28 décembre 2011

Tunisie : Ennahdha affine son positionnement




Ennahdha, qui dirige le nouveau gouvernement et le domine grâce aux portefeuilles régaliens qui lui reviennent, va devoir sortir rapidement du flou, des généralités dans le discours et des déclarations d’intentions pour préciser ses orientations en matière de politique internationale, sociale et économique. 


Une diplomatie d’« affaires »

(Entrées extraites)

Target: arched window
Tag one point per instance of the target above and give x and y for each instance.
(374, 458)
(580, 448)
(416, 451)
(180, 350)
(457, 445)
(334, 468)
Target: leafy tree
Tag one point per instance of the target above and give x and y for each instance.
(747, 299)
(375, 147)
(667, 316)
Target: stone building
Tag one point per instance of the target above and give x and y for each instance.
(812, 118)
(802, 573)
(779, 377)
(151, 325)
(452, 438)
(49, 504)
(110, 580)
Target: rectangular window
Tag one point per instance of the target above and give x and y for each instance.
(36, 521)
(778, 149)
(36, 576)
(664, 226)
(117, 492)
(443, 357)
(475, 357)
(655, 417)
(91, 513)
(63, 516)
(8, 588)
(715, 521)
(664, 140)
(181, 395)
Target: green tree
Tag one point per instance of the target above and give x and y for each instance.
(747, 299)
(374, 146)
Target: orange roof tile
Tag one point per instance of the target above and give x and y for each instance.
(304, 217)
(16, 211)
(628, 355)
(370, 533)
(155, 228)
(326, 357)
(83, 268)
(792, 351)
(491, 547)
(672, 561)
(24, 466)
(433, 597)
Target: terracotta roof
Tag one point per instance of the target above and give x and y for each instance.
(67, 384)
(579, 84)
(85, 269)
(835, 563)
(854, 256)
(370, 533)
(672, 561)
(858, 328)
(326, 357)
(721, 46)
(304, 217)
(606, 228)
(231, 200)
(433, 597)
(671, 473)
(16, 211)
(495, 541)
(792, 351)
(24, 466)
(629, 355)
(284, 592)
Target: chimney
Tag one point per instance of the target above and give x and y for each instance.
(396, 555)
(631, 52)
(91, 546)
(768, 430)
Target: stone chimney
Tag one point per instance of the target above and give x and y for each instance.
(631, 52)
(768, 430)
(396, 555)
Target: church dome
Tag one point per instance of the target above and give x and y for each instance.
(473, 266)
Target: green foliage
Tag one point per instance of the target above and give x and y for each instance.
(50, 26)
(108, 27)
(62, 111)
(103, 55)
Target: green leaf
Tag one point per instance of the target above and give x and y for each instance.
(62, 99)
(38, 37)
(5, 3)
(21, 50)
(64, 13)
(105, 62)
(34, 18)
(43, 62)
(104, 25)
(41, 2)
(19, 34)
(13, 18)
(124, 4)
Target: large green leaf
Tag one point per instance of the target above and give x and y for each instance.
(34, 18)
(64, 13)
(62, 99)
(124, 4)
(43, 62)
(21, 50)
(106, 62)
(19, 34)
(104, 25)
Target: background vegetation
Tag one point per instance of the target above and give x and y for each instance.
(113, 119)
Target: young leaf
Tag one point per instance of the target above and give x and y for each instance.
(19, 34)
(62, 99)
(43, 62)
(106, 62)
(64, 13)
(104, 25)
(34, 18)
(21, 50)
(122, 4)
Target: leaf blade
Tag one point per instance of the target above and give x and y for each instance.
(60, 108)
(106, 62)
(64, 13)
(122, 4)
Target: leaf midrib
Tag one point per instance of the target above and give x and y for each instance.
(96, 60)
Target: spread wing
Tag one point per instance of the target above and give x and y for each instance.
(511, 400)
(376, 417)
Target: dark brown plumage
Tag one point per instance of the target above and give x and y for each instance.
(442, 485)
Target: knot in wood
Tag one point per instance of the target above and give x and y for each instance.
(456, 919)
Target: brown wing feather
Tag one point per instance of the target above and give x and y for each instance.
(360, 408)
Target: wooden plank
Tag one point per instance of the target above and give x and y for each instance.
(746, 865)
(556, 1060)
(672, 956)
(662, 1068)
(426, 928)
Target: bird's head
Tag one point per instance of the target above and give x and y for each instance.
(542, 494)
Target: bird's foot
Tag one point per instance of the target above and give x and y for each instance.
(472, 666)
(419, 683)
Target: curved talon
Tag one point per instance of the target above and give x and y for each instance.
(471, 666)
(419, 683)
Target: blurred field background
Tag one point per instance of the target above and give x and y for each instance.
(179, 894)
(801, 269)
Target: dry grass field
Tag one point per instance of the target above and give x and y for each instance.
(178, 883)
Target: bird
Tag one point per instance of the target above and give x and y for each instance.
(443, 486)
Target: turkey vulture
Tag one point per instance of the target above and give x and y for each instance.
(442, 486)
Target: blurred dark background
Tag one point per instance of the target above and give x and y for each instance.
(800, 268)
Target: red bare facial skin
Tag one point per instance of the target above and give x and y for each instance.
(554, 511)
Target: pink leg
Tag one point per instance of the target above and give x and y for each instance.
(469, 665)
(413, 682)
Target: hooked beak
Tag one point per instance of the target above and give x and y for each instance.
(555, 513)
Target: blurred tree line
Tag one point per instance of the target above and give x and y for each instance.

(Objectif visé 1): Dans quels domaines de politique Ennahdha doit-il préciser ses orientations, selon l'article sur ce parti ?
(Objectif visé 2): Recopiez mot pour mot, dans l'article sur Ennahdha, le passage qui s'ouvre sur les mots contenant « Ennahdha, qui dirige » et se clôt sur « politique internationale, sociale et économique. ».
(Objectif visé 3): Prolongez l'article sur Ennahdha à partir de l'endroit où il s'arrête.

(Réponse apportée 1): Internationale, sociale et économique.

(Réponse apportée 2):
Ennahdha, qui dirige le nouveau gouvernement et le domine grâce aux portefeuilles régaliens qui lui reviennent, va devoir sortir rapidement du flou, des généralités dans le discours et des déclarations d’intentions pour préciser ses orientations en matière de politique internationale, sociale et économique.

(Réponse apportée 3):
Sur la scène internationale, Ennahdha semble avoir une priorité : séduire les monarchies arabes, le Qatar, les E.A.U. et l’Arabie Saoudite, pour obtenir leur soutien économique dans une transition marquée par une crise économique et sociale sévères. Fortes de leur rente pétrolière, ces monarchies comptent bien peser de leurs richesses sur le destin du pays qui été à l’origine des soulèvements en cours à travers le monde arabe, et qui menacent de fait leurs propres régimes par effet de contagion. Soutenir le parti islamiste au pouvoir, vecteur fort d’un islam sunnite, va aussi naturellement dans le sens de leurs propres intérêts géopolitiques. Les bonnes relations économiques étant étroitement liés aux bonnes relations politiques, ils ont de leur côté tout intérêt à se montrer généreux et à faire d’Ennahdha un allié privilégié.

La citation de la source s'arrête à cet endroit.